SHORT TASK 1 → Translate this sentence from the account of Woomer's trials into Spanish: "On July 20, 1979, the jury unanimously voted for the death penalty after two hours of deliberation."
SHORT TASK 2 → Quote the account of Woomer's trials word for word, beginning at the words "On July 19, 1979, after" and stopping after "of his crimes.".

Following Skaar's death, Woomer was solely charged with the murders of all four victims, and the prosecution announced their intent to seek the death penalty for Woomer. Further investigation revealed that the initial killing of Turner had been orchestrated by two additional individuals. Fred Whitehead and John Fisher – a former Republican official from West Virginia – were found to have enlisted Woomer and Skaar to carry out a robbery targeting Turner's coin collection. Both men were subsequently arrested; Fisher received a five-year prison sentence, while Whitehead was sentenced to 25 years for their involvement in the crime. (Note: Whitehead originally faced a more severe charge of conspiracy to commit murder.)

===Trial proceedings and sentences===
On July 16, 1979, Woomer stood trial for the murder of Della Sellers, with jury selection taking place the week before her trial, and the reporters were barred from attending a pre-trial hearing of his case.

On July 19, 1979, after a three-day trial, the jury found Woomer guilty of the murder of Sellers, in addition to the charges of assault and battery with intent to kill, kidnapping and first-degree criminal sexual conduct. Woomer reportedly claimed beforehand that he was influenced by drugs and alcohol at the time of the murders, and he himself was horrified by the full extent of his crimes.

On July 20, 1979, the jury unanimously voted for the death penalty after two hours of deliberation. On that same day, Circuit Judge David Harwell formally sentenced Woomer to death by electrocution. In his verdict, Judge Harwell stated that the violence and cruelty unleashed by Woomer was beyond his imagination and hence opted for the death penalty. Woomer was additionally sentenced to life plus 50 years for raping and attacking Wanda Summers in the same case.

Woomer's second murder trial, related to the death of John Turner, was conducted in June 1980. Likewise, the jury found him guilty, and Woomer was sentenced to death by Circuit Judge Dan Laney upon the jury's unanimous recommendation for capital punishment, thus marking his second death sentence for the spree killings in 1979.

INFORMATION PROVIDED →
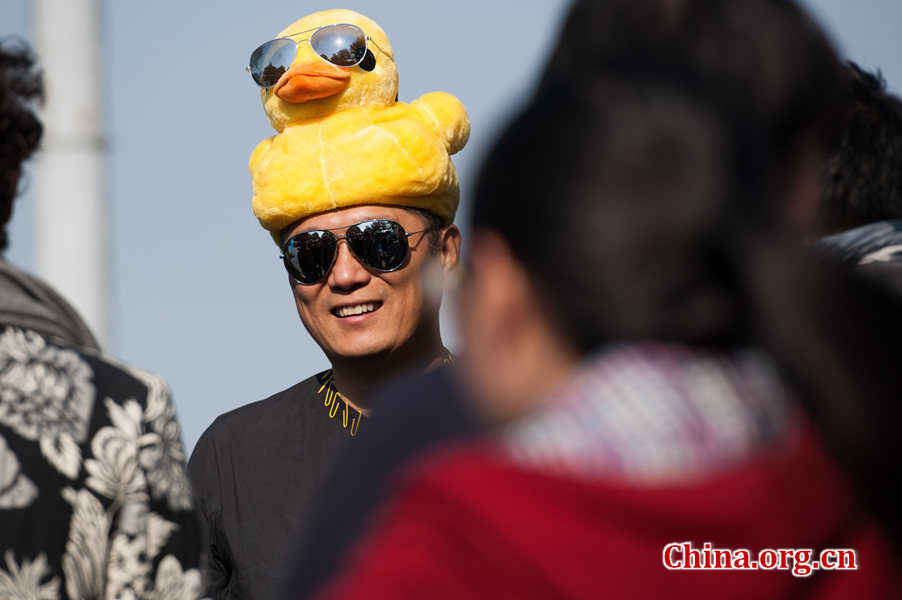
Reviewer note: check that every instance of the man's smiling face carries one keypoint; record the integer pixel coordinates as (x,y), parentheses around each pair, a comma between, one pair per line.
(356,311)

COMPLETE ANSWER 1 → El 20 de julio de 1979, el jurado votó por unanimidad a favor de la pena de muerte tras dos horas de deliberación.

COMPLETE ANSWER 2 →
On July 19, 1979, after a three-day trial, the jury found Woomer guilty of the murder of Sellers, in addition to the charges of assault and battery with intent to kill, kidnapping and first-degree criminal sexual conduct. Woomer reportedly claimed beforehand that he was influenced by drugs and alcohol at the time of the murders, and he himself was horrified by the full extent of his crimes.